> **Work instructions**: Locate the line that contains "cluster of blackberries -> point". Print it and each following line through the end of the listing, verbatim, and nothing more.
***** Information provided *****
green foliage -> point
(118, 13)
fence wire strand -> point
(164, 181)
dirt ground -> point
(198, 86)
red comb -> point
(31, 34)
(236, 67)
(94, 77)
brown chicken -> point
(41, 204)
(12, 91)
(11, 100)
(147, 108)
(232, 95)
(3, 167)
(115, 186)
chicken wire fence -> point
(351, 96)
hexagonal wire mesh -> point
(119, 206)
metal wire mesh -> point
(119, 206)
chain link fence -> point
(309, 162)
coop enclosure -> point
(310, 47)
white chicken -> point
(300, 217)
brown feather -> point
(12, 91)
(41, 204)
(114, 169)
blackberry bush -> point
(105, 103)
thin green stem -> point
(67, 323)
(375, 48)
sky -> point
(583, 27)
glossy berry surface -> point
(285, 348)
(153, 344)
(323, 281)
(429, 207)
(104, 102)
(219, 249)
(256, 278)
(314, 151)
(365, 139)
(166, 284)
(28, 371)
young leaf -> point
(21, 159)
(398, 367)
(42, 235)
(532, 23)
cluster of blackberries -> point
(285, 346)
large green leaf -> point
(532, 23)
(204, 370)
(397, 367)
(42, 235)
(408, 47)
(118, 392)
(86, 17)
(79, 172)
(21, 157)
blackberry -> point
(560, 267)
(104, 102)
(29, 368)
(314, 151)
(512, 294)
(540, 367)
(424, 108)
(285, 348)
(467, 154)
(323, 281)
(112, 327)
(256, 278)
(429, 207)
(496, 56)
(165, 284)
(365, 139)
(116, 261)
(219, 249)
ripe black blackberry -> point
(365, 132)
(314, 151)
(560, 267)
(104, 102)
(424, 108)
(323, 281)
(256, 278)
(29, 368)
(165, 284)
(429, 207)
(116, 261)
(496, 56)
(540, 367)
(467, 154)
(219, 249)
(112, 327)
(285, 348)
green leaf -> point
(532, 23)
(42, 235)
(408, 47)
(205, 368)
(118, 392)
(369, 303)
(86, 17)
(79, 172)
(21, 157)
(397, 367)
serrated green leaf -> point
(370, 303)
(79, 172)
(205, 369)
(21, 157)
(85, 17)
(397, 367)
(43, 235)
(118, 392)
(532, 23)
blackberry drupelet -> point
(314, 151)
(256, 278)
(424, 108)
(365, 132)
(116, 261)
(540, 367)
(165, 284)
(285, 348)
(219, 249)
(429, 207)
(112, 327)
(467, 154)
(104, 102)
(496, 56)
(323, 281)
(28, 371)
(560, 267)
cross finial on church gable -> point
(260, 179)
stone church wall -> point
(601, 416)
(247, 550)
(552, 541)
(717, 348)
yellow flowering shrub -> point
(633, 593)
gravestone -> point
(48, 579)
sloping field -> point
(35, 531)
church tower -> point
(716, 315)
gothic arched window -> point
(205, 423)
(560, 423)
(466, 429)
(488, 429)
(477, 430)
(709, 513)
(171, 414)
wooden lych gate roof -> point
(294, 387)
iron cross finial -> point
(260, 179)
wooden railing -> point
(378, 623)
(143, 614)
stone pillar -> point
*****
> **Answer to this task**:
cluster of blackberries -> point
(285, 346)
large green leaf -> point
(532, 23)
(204, 370)
(397, 367)
(42, 235)
(408, 47)
(118, 392)
(86, 17)
(79, 172)
(21, 157)
blackberry -> point
(560, 267)
(104, 102)
(29, 368)
(314, 151)
(512, 294)
(540, 367)
(424, 108)
(285, 348)
(467, 154)
(323, 281)
(112, 327)
(256, 278)
(429, 207)
(496, 56)
(165, 284)
(365, 139)
(116, 261)
(219, 249)
ripe black blackberry -> point
(365, 132)
(314, 151)
(560, 267)
(104, 102)
(424, 108)
(323, 281)
(256, 278)
(29, 368)
(165, 284)
(429, 207)
(116, 261)
(496, 56)
(540, 367)
(467, 154)
(219, 249)
(112, 327)
(285, 348)
green leaf -> point
(532, 23)
(42, 235)
(408, 47)
(205, 368)
(118, 392)
(369, 303)
(86, 17)
(79, 172)
(21, 157)
(397, 367)
serrated green leaf -> point
(370, 303)
(79, 172)
(205, 369)
(21, 157)
(85, 17)
(397, 367)
(43, 235)
(118, 392)
(532, 23)
blackberry drupelet -> point
(314, 151)
(256, 278)
(424, 108)
(365, 132)
(116, 261)
(540, 367)
(165, 284)
(285, 348)
(219, 249)
(429, 207)
(112, 327)
(467, 154)
(104, 102)
(496, 56)
(323, 281)
(28, 371)
(560, 267)
cross finial on church gable -> point
(260, 179)
stone church wall -> point
(601, 416)
(247, 550)
(552, 541)
(717, 348)
yellow flowering shrub -> point
(633, 593)
gravestone -> point
(48, 579)
sloping field -> point
(35, 531)
church tower -> point
(716, 315)
gothic arched window -> point
(205, 423)
(560, 423)
(466, 429)
(488, 429)
(477, 430)
(709, 513)
(171, 414)
wooden lych gate roof -> point
(294, 387)
iron cross finial -> point
(260, 179)
wooden railing -> point
(378, 623)
(143, 614)
stone pillar -> point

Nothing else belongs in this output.